Problem requirements: In the excerpt below about mine roof support fixtures, what is the preferred range for the tapering angle of the bolt's tapered portion?
--- begin Excerpt ---
The purpose for fixtures of the foregoing character is to control the yield in the geologic mass as soon after the formation of the passage as possible. The initial installation is carried out so the plate 24 is relatively tight against the ceiling 21, and is also close to the small end or zone of origin of the tapered surface 20. As the geologic mass yields, the plate 24 is loaded and slips on the surface 20 of the resistance means for the purpose of causing the hole in the plate to fit the tapered surface 20. This initial slippage is illustrated in FIG. 14 to occur in the portion A of the load-yield graph. The yielding displacement of the plate 24 is not very great while the load imposed thereon increases rapidly. The portion B of the load-yield graph depicts the yielding of the plate on the tapered surface, and to some extent the elongation taking place in the bolt 15. The portion C of the load-yield graph illustrates the more rapid yield in the fixture in relation to variations from constant to a lesser rise or even reduction in the load from the geologic mass.
The plate 24 in FIGS. 1 and 2 has a central aperture 24A formed in the embossed area 26 which is offset from the base plane 27 of the plate 24. This embossment 26 adds stiffness to the plate so the plate can be formed from thinner material without sacrifice in its desired support function. The thickness may range from one hundred and twenty thousandths inches (0.120") to about four hundred and twenty thousandths (0.420").
In the form of the fixture seen in FIG. 1, a bolt 15 has been used in which the lower end portion may be upset so as to form an integral tapered portion 20, the tapering angle A of which may vary from as little as 1° to as much as 15°. The preferred range of angles is about 5° to 8°. It is important that the hole 24A in the plate 24 should fit on the tapered portion 20 near its small end so as to have a desirable length of relative slippage on the tapered portion 20 as the geologic mass expands in its usual reaction to the formation of a mine passage. It is to be understood that the tapered portion 20 may be circular, or oval, depending on the degree of load that is to be imposed on the plate 24 to cause it to slip along the tapered portion 20 without stressing the bolt 15 beyond approximately three-fourths of its ultimate stress.
Turning now to FIGS. 3 and 4, a modified embodiment of the mine roof support fixture is illustrated in which the support member 28 may be selected from any of the available reinforcing bar stock such that the roughened surface portion 29 thereof is available to obtain a secure anchor in the borehole 30 by means of an anchoring material 31 which will set up and establish a firm anchorage for the member 28. The anchoring material may be cement or grout or a resin, any of which can be adapted to set up within a reasonable period of time. The exposed end portion of the member 28 may be shaped into a tapered configuration 32 for the reception of a support plate 33. As seen in FIG. 4, the support plate 33 is formed with a flawed hole 34 having notches 35 spaced around its periphery so as to interrupt the continuity of the periphery and thus allow the material adjacent the hole 34 to yield more readily as it slips on the tapered portion 32. The slippage occurs as the plate 33 adapts itself to the shape of the tapered portion which may be circular in cross-section or oval, or it may have some other progressively expanding configuration.
--- end Excerpt ---
--- begin Data section ---
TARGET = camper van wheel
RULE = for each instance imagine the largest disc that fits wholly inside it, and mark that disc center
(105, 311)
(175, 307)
--- end Data section ---
Expected output: About 5° to 8°.